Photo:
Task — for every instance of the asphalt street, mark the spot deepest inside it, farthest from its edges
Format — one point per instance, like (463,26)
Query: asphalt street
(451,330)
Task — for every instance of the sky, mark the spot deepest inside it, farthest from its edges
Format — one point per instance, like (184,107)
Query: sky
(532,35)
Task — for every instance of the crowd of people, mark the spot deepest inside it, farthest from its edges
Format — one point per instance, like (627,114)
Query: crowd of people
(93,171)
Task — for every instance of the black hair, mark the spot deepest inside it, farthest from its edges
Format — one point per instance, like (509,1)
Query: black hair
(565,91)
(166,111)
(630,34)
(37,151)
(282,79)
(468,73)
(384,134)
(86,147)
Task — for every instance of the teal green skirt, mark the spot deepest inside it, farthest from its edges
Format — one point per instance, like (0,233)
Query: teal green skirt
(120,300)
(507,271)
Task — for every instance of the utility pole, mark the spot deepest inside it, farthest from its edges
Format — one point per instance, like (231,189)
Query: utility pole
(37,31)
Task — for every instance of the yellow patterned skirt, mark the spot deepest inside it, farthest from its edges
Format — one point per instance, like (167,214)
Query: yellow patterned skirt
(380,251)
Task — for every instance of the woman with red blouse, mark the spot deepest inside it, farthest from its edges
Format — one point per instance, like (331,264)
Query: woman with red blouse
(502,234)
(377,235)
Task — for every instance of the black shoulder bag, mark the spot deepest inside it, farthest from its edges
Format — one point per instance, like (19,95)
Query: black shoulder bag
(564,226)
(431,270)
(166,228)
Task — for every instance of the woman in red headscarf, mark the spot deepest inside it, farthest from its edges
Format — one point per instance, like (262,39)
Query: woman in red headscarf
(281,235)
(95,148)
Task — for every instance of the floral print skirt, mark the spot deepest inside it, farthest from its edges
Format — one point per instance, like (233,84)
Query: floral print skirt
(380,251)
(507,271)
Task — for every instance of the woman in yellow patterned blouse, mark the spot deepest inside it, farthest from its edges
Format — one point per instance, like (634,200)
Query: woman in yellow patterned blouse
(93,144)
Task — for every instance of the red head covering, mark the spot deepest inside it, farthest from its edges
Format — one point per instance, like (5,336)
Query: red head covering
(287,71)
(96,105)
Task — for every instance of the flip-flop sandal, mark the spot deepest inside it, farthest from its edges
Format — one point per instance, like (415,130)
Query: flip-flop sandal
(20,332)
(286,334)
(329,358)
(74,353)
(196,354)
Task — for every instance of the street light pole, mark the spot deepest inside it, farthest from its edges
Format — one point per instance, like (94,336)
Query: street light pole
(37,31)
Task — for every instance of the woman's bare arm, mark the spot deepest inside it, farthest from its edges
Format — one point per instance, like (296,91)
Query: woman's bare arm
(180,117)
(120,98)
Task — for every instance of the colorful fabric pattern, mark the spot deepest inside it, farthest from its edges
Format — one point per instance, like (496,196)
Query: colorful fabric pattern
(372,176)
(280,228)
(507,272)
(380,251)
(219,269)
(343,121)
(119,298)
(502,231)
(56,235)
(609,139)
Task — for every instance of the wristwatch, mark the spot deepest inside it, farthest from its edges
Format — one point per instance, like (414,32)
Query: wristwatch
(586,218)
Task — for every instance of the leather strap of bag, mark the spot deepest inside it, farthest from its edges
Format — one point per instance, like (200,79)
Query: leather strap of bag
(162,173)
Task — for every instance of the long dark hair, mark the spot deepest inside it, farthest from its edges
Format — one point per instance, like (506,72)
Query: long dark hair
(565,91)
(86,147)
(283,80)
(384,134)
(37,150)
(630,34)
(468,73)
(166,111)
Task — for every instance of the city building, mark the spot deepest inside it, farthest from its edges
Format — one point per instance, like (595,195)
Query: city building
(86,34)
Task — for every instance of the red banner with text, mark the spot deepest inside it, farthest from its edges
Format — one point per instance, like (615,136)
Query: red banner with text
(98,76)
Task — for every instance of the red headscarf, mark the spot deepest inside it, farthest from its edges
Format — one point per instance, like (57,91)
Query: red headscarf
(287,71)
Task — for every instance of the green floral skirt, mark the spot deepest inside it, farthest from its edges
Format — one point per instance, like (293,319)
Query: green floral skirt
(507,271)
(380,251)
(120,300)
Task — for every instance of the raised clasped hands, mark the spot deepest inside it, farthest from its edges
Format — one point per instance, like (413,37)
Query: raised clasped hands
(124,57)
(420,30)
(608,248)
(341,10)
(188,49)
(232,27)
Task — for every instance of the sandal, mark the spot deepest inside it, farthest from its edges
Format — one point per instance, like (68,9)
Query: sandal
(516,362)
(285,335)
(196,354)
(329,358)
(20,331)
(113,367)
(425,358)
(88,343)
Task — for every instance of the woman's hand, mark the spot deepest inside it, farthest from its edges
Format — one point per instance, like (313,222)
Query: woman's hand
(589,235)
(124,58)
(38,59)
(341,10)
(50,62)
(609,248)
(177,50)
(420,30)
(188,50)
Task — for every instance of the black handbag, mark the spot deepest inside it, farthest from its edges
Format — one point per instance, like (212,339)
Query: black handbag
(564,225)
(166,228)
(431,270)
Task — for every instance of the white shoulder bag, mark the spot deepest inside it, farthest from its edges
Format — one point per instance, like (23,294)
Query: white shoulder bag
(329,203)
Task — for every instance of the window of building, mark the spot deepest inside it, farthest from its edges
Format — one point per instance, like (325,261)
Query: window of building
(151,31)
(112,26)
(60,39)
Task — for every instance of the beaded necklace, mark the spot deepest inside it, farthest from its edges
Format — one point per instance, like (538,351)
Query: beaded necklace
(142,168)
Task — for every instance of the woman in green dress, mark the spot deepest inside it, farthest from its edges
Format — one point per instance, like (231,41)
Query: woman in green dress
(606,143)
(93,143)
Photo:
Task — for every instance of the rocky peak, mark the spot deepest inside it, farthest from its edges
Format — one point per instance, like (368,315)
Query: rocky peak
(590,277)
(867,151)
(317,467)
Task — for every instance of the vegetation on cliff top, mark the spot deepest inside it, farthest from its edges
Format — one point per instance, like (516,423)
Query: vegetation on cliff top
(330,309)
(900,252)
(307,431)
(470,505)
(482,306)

──────

TASK DIRECTIONS => All lines from the one with "Task — for every instance of the black handbag, mark" through the final line above are to be quoted exactly; quote no other line.

THE RESPONSE =>
Task — for every instance of the black handbag, mark the spot deepest inside it, farthest from its edges
Format — one point per instance, like (212,339)
Query: black handbag
(564,225)
(166,228)
(431,270)
Task — for every instance of the white shoulder bag, mark the spot deepest inside it, farthest from its edges
Format — one point per instance, like (23,294)
Query: white shoulder bag
(329,203)
Task — for every instance of the window of building, mark the spot deepest inside it, farthest from its edges
Format — one point per instance, like (325,261)
Query: window of building
(151,31)
(112,26)
(60,39)
Task — for every instance of the beaded necklace, mark the spot deepest inside it, farthest from its edges
Format — one point per instance, like (538,351)
Query: beaded necklace
(142,168)
Task — for every instance of the woman in green dress, mark the spot deepest inside it, farthest from its edges
Format — one point per instance, like (231,41)
Query: woman in green dress
(606,143)
(93,143)
Photo:
Task — for every instance of the rocky peak, mark the spot deepest inside it, farthest from its edges
Format — one point per instance, like (368,315)
Query: rocky peak
(590,277)
(867,151)
(317,467)
Task — for every instance of the vegetation on cliff top, mark the spot deepest inside it, farthest from its edges
Format — one point per instance, like (516,423)
Query: vegetation on cliff top
(330,309)
(900,252)
(307,431)
(470,505)
(482,306)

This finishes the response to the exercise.